■ **REQUEST**: Write out exactly, please, the lines from the one containing "Note to the class: mark the young" to the end of the material.

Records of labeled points
================================
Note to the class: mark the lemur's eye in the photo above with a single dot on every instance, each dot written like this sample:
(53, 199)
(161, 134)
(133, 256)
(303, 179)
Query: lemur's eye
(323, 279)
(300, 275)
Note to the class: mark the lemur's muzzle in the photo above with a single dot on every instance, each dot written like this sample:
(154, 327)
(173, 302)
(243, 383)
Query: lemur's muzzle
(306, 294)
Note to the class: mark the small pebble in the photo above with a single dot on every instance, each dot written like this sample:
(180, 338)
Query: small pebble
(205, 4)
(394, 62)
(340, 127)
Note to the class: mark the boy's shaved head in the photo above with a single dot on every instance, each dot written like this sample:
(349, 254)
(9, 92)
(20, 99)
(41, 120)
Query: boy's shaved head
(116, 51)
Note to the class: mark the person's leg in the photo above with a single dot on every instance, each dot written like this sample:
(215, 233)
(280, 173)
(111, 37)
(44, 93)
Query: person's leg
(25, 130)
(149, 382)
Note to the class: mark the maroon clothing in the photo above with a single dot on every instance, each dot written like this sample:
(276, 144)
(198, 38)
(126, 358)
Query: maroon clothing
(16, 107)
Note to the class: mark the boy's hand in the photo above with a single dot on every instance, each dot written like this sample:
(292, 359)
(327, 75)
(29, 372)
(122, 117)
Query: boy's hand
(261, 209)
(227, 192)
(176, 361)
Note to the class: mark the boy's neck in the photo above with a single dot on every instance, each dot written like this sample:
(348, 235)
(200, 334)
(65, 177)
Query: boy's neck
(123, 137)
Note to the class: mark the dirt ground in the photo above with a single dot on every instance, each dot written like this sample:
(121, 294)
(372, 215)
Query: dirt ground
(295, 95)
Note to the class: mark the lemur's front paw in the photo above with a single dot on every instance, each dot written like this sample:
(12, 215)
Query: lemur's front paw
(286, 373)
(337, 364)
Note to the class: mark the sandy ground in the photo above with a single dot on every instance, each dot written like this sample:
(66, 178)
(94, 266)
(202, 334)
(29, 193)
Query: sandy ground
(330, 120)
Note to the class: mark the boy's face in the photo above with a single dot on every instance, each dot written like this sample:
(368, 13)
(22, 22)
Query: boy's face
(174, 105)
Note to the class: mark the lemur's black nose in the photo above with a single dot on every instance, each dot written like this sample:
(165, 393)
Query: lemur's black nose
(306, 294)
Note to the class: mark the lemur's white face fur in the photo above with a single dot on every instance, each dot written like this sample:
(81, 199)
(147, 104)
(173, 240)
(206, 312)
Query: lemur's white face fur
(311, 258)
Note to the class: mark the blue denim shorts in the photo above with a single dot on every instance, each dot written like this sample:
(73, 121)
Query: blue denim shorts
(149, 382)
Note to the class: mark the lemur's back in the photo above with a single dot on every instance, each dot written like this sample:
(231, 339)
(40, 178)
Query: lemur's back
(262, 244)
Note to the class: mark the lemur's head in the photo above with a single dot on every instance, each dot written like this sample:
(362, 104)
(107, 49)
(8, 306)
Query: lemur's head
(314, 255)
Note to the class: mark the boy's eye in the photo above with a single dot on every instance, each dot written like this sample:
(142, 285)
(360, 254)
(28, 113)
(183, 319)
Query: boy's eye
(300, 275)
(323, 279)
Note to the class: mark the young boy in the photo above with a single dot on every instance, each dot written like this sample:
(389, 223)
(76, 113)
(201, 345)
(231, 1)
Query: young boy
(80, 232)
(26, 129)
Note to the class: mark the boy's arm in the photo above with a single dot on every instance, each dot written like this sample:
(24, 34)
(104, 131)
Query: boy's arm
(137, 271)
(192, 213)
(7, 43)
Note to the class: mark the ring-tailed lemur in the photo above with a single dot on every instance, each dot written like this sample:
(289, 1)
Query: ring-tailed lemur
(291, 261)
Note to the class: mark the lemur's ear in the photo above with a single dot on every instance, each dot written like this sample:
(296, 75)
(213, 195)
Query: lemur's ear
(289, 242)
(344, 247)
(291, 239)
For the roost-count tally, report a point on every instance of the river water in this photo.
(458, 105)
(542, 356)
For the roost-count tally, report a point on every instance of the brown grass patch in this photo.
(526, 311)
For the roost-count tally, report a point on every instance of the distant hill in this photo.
================================
■ **CORRECT RESULT**:
Note to the class: mark the young boy in the photo above with a single dot on every instance, each dot written like this sample:
(389, 223)
(76, 113)
(201, 345)
(231, 1)
Query: young boy
(80, 232)
(26, 129)
Note to the class: mark the boy's arm in the photo above with a single dot on every instance, each dot written like this sample:
(24, 34)
(104, 131)
Query: boy's arm
(137, 271)
(192, 213)
(7, 43)
Note to the class: mark the ring-tailed lemur in the photo above with a single dot on every instance, each dot written like this sample:
(289, 1)
Query: ring-tailed lemur
(291, 261)
Note to the class: mark the lemur's ear in the photo above with a single dot on every instance, each dot written like this sample:
(296, 75)
(213, 195)
Query: lemur's ear
(289, 242)
(344, 247)
(291, 239)
For the roost-count tally, report a point on every instance of the river water in this photo.
(458, 105)
(542, 356)
For the roost-count tally, report a point on every instance of the brown grass patch in this photo.
(526, 311)
For the roost-count tally, report a point on every instance of the distant hill in this photo.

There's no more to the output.